### Actions to take
1. Answer these questions from the blog post on AD/HD.
(a) According to the quoted line at the start, what might AD/HD more appropriately be named?
(b) What is the writer listening to while writing the post?
(c) What does the writer think could have impacted the rise in AD/HD habits among young people?
2. Carry on the blog post on AD/HD from the point at which it stops.

### Text section
“AD/HD might more appropriately be named the ‘search for
stimulation’ disorder.” (190)
I try not to make my whole personality about my ADD, because I know a lot of people who do and it annoys the hell out of me. Like we get it, you just got your medication, I’m happy for you, but we don’t have to talk about it all the time. The section that the author brings up about AD/HD is very interesting and true however. The quote above really encapsulates what it is like to live with AD/HD. You’re constantly looking for instant gratification in forms of short bursts of dopamine, whether that be scrolling on TikTok, texting lots of people at once, or doing twenty different things simultaneously. You can’t focus on anything if it doesn’t fulfill your stimulation, which is why students with AD/HD tend to struggle in school since homework assignments can seem pointless at times. For me right now, I’m writing this blog while listening to a classical study music playlist on Spotify. It helps me focus while my hearing is stimulated because if I don’t then I’ll start to think about different things and get distracted from my schoolwork. Hayles also mentions how more and more young people are being affected by the media they consume, leading to AD/HD habits built in the brain. Lots of my friends have developed this, and some have even been prescribed medication for their struggles in school, yet choose not to take it. They never struggled with school before, but now they are. I think that COVID could have impacted this, since more young people are addicted to their phones and the social media apps that are on it more than ever. These apps rewire your dopamine receptors to always seek stimulation to keep you on their app, so of course kids are going to have trouble focusing in school.

### Record extracts

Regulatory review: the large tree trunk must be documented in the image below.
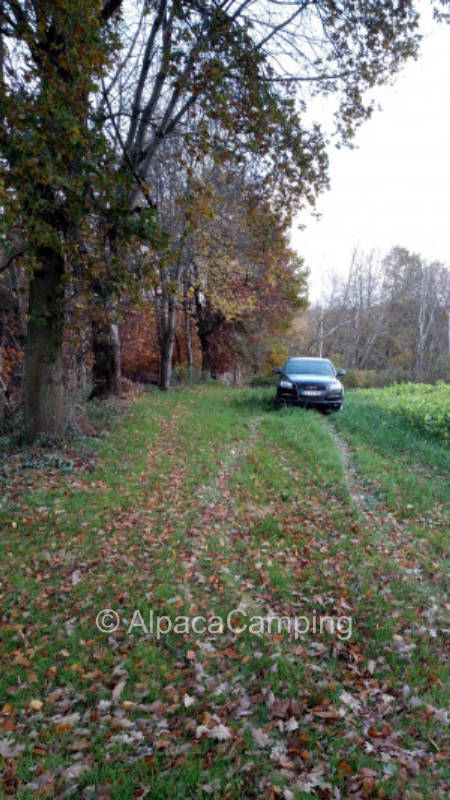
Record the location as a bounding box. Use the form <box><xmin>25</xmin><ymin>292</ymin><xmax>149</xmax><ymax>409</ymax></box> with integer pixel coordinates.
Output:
<box><xmin>24</xmin><ymin>247</ymin><xmax>64</xmax><ymax>439</ymax></box>
<box><xmin>89</xmin><ymin>322</ymin><xmax>121</xmax><ymax>400</ymax></box>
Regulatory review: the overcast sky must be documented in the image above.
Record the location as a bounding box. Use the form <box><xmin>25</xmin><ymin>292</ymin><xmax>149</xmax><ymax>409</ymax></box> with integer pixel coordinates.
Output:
<box><xmin>292</xmin><ymin>4</ymin><xmax>450</xmax><ymax>302</ymax></box>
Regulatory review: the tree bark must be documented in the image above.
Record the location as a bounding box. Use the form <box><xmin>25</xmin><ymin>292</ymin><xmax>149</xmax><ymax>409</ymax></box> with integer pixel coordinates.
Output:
<box><xmin>159</xmin><ymin>297</ymin><xmax>176</xmax><ymax>391</ymax></box>
<box><xmin>89</xmin><ymin>322</ymin><xmax>121</xmax><ymax>400</ymax></box>
<box><xmin>23</xmin><ymin>247</ymin><xmax>64</xmax><ymax>440</ymax></box>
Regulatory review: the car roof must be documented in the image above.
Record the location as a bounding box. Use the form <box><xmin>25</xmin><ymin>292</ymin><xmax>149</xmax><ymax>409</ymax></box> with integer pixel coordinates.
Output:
<box><xmin>286</xmin><ymin>356</ymin><xmax>331</xmax><ymax>363</ymax></box>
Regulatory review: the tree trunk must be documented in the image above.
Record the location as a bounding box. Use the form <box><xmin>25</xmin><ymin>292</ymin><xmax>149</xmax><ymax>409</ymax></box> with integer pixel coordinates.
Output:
<box><xmin>184</xmin><ymin>305</ymin><xmax>194</xmax><ymax>376</ymax></box>
<box><xmin>89</xmin><ymin>322</ymin><xmax>121</xmax><ymax>400</ymax></box>
<box><xmin>23</xmin><ymin>247</ymin><xmax>64</xmax><ymax>440</ymax></box>
<box><xmin>159</xmin><ymin>297</ymin><xmax>176</xmax><ymax>391</ymax></box>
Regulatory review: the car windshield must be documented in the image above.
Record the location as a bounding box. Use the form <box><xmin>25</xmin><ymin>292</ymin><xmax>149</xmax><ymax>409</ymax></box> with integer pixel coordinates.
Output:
<box><xmin>283</xmin><ymin>358</ymin><xmax>334</xmax><ymax>376</ymax></box>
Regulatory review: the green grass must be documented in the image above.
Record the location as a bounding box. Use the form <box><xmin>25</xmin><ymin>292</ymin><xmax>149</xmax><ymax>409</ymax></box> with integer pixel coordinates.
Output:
<box><xmin>0</xmin><ymin>386</ymin><xmax>448</xmax><ymax>800</ymax></box>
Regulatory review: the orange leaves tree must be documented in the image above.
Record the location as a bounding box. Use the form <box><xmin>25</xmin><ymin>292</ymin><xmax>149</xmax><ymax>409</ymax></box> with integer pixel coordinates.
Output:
<box><xmin>0</xmin><ymin>0</ymin><xmax>120</xmax><ymax>437</ymax></box>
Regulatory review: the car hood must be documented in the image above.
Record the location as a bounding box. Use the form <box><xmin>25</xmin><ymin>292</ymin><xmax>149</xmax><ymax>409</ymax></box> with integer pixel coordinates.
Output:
<box><xmin>287</xmin><ymin>373</ymin><xmax>337</xmax><ymax>386</ymax></box>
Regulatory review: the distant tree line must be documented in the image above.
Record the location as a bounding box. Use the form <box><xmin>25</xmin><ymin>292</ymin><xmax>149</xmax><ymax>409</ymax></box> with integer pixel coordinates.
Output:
<box><xmin>299</xmin><ymin>247</ymin><xmax>450</xmax><ymax>380</ymax></box>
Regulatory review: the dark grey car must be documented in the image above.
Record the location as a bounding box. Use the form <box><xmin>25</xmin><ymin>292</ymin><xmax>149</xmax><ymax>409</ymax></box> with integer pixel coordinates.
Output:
<box><xmin>275</xmin><ymin>358</ymin><xmax>345</xmax><ymax>412</ymax></box>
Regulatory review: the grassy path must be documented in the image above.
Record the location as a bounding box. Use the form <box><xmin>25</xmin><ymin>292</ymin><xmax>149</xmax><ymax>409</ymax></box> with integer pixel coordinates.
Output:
<box><xmin>0</xmin><ymin>387</ymin><xmax>449</xmax><ymax>800</ymax></box>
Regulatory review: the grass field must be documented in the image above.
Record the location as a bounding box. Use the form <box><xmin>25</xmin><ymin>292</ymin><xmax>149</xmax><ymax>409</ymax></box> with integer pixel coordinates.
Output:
<box><xmin>0</xmin><ymin>386</ymin><xmax>450</xmax><ymax>800</ymax></box>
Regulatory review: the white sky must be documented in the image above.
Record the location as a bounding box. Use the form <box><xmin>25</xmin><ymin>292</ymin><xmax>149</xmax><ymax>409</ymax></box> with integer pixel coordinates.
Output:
<box><xmin>292</xmin><ymin>5</ymin><xmax>450</xmax><ymax>302</ymax></box>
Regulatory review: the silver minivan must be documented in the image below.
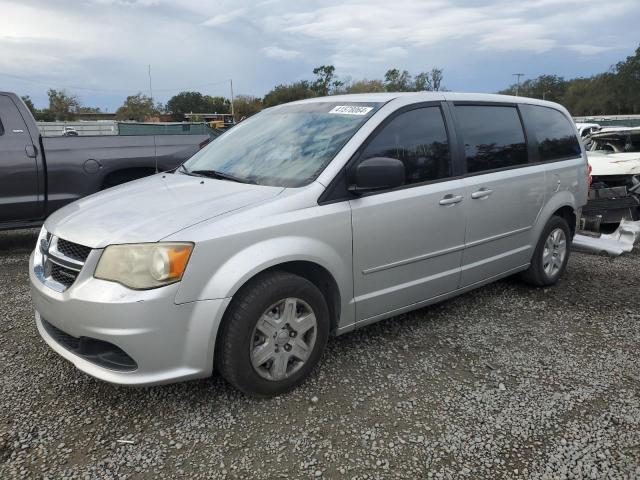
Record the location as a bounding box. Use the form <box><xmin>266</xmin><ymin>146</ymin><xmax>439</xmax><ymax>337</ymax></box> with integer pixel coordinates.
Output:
<box><xmin>30</xmin><ymin>92</ymin><xmax>588</xmax><ymax>396</ymax></box>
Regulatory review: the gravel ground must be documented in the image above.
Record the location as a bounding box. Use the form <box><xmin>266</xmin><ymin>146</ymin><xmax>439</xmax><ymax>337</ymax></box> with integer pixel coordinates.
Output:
<box><xmin>0</xmin><ymin>231</ymin><xmax>640</xmax><ymax>479</ymax></box>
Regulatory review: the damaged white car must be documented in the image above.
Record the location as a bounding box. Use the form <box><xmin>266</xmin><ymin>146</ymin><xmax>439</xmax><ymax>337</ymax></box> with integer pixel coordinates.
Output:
<box><xmin>582</xmin><ymin>127</ymin><xmax>640</xmax><ymax>232</ymax></box>
<box><xmin>573</xmin><ymin>127</ymin><xmax>640</xmax><ymax>256</ymax></box>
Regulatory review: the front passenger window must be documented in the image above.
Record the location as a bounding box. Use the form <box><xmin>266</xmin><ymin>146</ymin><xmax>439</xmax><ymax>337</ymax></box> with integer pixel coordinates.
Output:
<box><xmin>360</xmin><ymin>107</ymin><xmax>451</xmax><ymax>184</ymax></box>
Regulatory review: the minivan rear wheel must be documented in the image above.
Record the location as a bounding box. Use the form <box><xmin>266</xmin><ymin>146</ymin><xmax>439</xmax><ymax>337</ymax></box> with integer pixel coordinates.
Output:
<box><xmin>216</xmin><ymin>272</ymin><xmax>329</xmax><ymax>397</ymax></box>
<box><xmin>522</xmin><ymin>216</ymin><xmax>571</xmax><ymax>287</ymax></box>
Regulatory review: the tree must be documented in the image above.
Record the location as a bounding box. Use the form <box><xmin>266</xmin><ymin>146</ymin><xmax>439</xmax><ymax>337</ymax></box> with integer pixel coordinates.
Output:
<box><xmin>20</xmin><ymin>95</ymin><xmax>38</xmax><ymax>117</ymax></box>
<box><xmin>233</xmin><ymin>95</ymin><xmax>262</xmax><ymax>120</ymax></box>
<box><xmin>47</xmin><ymin>88</ymin><xmax>80</xmax><ymax>120</ymax></box>
<box><xmin>345</xmin><ymin>78</ymin><xmax>385</xmax><ymax>93</ymax></box>
<box><xmin>413</xmin><ymin>68</ymin><xmax>443</xmax><ymax>92</ymax></box>
<box><xmin>384</xmin><ymin>68</ymin><xmax>413</xmax><ymax>92</ymax></box>
<box><xmin>202</xmin><ymin>95</ymin><xmax>231</xmax><ymax>113</ymax></box>
<box><xmin>311</xmin><ymin>65</ymin><xmax>343</xmax><ymax>97</ymax></box>
<box><xmin>33</xmin><ymin>108</ymin><xmax>56</xmax><ymax>122</ymax></box>
<box><xmin>116</xmin><ymin>93</ymin><xmax>158</xmax><ymax>122</ymax></box>
<box><xmin>167</xmin><ymin>92</ymin><xmax>210</xmax><ymax>121</ymax></box>
<box><xmin>262</xmin><ymin>80</ymin><xmax>315</xmax><ymax>107</ymax></box>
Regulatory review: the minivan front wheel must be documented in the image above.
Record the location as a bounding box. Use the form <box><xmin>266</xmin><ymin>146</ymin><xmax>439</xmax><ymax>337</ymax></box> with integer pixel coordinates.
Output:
<box><xmin>522</xmin><ymin>216</ymin><xmax>571</xmax><ymax>287</ymax></box>
<box><xmin>216</xmin><ymin>272</ymin><xmax>329</xmax><ymax>396</ymax></box>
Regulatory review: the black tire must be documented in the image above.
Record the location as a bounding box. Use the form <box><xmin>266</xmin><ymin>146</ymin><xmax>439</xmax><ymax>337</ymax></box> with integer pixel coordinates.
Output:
<box><xmin>521</xmin><ymin>216</ymin><xmax>572</xmax><ymax>287</ymax></box>
<box><xmin>215</xmin><ymin>271</ymin><xmax>330</xmax><ymax>397</ymax></box>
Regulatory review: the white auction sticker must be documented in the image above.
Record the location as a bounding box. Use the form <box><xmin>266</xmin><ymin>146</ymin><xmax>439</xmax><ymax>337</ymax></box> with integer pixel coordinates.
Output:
<box><xmin>329</xmin><ymin>105</ymin><xmax>373</xmax><ymax>115</ymax></box>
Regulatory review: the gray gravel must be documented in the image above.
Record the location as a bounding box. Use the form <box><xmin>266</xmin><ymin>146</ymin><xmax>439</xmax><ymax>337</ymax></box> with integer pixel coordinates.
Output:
<box><xmin>0</xmin><ymin>231</ymin><xmax>640</xmax><ymax>479</ymax></box>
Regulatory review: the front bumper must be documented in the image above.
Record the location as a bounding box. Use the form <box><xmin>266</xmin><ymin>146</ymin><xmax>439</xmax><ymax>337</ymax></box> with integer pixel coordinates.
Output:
<box><xmin>29</xmin><ymin>251</ymin><xmax>230</xmax><ymax>385</ymax></box>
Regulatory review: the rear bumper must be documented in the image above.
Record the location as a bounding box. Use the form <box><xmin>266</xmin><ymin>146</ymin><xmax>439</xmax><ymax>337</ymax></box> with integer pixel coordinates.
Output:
<box><xmin>29</xmin><ymin>251</ymin><xmax>229</xmax><ymax>385</ymax></box>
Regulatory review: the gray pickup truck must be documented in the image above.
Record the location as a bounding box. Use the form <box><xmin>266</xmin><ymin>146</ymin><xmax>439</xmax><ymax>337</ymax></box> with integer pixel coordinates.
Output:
<box><xmin>0</xmin><ymin>92</ymin><xmax>210</xmax><ymax>230</ymax></box>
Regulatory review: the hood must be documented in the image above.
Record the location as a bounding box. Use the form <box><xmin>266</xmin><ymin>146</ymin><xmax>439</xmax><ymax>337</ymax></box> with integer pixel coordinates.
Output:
<box><xmin>45</xmin><ymin>173</ymin><xmax>284</xmax><ymax>248</ymax></box>
<box><xmin>587</xmin><ymin>151</ymin><xmax>640</xmax><ymax>177</ymax></box>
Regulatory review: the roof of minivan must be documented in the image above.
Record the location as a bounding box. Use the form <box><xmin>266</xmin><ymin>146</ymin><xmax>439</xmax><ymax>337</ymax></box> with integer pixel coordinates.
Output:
<box><xmin>293</xmin><ymin>92</ymin><xmax>563</xmax><ymax>108</ymax></box>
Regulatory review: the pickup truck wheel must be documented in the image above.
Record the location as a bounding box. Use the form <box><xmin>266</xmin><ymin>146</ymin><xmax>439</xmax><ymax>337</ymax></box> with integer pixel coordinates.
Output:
<box><xmin>522</xmin><ymin>216</ymin><xmax>571</xmax><ymax>287</ymax></box>
<box><xmin>216</xmin><ymin>272</ymin><xmax>329</xmax><ymax>397</ymax></box>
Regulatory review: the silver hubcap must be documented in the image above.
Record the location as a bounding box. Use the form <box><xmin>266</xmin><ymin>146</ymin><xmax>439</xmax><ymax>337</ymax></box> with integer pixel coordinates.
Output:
<box><xmin>250</xmin><ymin>298</ymin><xmax>317</xmax><ymax>380</ymax></box>
<box><xmin>542</xmin><ymin>228</ymin><xmax>567</xmax><ymax>277</ymax></box>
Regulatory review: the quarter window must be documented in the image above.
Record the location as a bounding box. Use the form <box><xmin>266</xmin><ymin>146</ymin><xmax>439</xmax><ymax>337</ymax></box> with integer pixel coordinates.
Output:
<box><xmin>456</xmin><ymin>105</ymin><xmax>528</xmax><ymax>173</ymax></box>
<box><xmin>523</xmin><ymin>105</ymin><xmax>582</xmax><ymax>162</ymax></box>
<box><xmin>360</xmin><ymin>107</ymin><xmax>451</xmax><ymax>184</ymax></box>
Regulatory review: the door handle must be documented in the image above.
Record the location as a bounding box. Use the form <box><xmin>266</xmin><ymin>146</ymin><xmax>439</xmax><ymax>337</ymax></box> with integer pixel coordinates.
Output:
<box><xmin>24</xmin><ymin>145</ymin><xmax>38</xmax><ymax>158</ymax></box>
<box><xmin>440</xmin><ymin>193</ymin><xmax>463</xmax><ymax>206</ymax></box>
<box><xmin>471</xmin><ymin>187</ymin><xmax>493</xmax><ymax>200</ymax></box>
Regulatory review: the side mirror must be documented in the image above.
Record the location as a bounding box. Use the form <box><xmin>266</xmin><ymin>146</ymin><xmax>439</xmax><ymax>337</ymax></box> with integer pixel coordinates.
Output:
<box><xmin>349</xmin><ymin>157</ymin><xmax>405</xmax><ymax>193</ymax></box>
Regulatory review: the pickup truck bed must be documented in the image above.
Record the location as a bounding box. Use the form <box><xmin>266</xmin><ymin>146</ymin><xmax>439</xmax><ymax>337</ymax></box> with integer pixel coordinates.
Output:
<box><xmin>0</xmin><ymin>92</ymin><xmax>210</xmax><ymax>230</ymax></box>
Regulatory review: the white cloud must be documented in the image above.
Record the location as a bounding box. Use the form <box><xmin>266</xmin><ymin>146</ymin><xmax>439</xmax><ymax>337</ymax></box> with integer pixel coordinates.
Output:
<box><xmin>202</xmin><ymin>8</ymin><xmax>246</xmax><ymax>27</ymax></box>
<box><xmin>0</xmin><ymin>0</ymin><xmax>640</xmax><ymax>108</ymax></box>
<box><xmin>260</xmin><ymin>45</ymin><xmax>302</xmax><ymax>60</ymax></box>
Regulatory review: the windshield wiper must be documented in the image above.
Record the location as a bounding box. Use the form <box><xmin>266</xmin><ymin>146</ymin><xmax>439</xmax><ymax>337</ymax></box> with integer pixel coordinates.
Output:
<box><xmin>184</xmin><ymin>168</ymin><xmax>256</xmax><ymax>185</ymax></box>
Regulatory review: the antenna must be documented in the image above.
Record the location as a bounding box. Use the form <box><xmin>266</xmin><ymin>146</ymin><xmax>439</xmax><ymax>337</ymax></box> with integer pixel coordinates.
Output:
<box><xmin>147</xmin><ymin>64</ymin><xmax>159</xmax><ymax>173</ymax></box>
<box><xmin>147</xmin><ymin>64</ymin><xmax>153</xmax><ymax>103</ymax></box>
<box><xmin>512</xmin><ymin>73</ymin><xmax>524</xmax><ymax>97</ymax></box>
<box><xmin>229</xmin><ymin>78</ymin><xmax>236</xmax><ymax>123</ymax></box>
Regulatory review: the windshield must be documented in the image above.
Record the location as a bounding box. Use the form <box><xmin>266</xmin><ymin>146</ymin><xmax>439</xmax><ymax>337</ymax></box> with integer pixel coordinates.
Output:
<box><xmin>179</xmin><ymin>102</ymin><xmax>381</xmax><ymax>187</ymax></box>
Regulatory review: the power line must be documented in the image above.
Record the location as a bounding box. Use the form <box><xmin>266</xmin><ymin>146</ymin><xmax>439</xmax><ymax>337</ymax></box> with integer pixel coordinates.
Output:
<box><xmin>0</xmin><ymin>71</ymin><xmax>236</xmax><ymax>95</ymax></box>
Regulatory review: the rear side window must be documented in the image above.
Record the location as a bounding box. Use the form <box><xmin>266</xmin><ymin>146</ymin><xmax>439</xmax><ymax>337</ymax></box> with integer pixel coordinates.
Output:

### Results
1.
(a) The "search for stimulation" disorder.
(b) A classical study music playlist on Spotify.
(c) COVID.

2.
I believe that hyper attention in media is essential to success in media. Multimedia, hyperlinks, and engagement is all crucial to the business of digital publishing, especially social media. But if it’s referring to only text based mediums, I’m not sure it will apply. One thing that may occur would be a decrease of a market for those mediums, since more people are flocking to hyper-attention mediums and platforms.
If we put hyper-attention aspects in traditional books, it will take away from the traditional reader’s experience. For some today, it could make a book more readable, since it would be more stimulating. But for traditional readers, a switch in the medium to include multimedia, hyperlinks, and engagement aspects would not be wanted.
For myself, I have an in browser extension that reads your page like text-to-speech. It helps me comprehend whatever I’m reading even more, and helps me not get as distracted.
Digital books for my college courses have been interesting so far. The online textbooks usually have good built in features like search, a table of contents side menu, hovering over certain words will give you their definition, etc. Those can help a good amount when you are trying to read a big chapter. Including videos can also be a good idea for digital books to try, that way you can have a break from reading a focus on the video, almost like a break.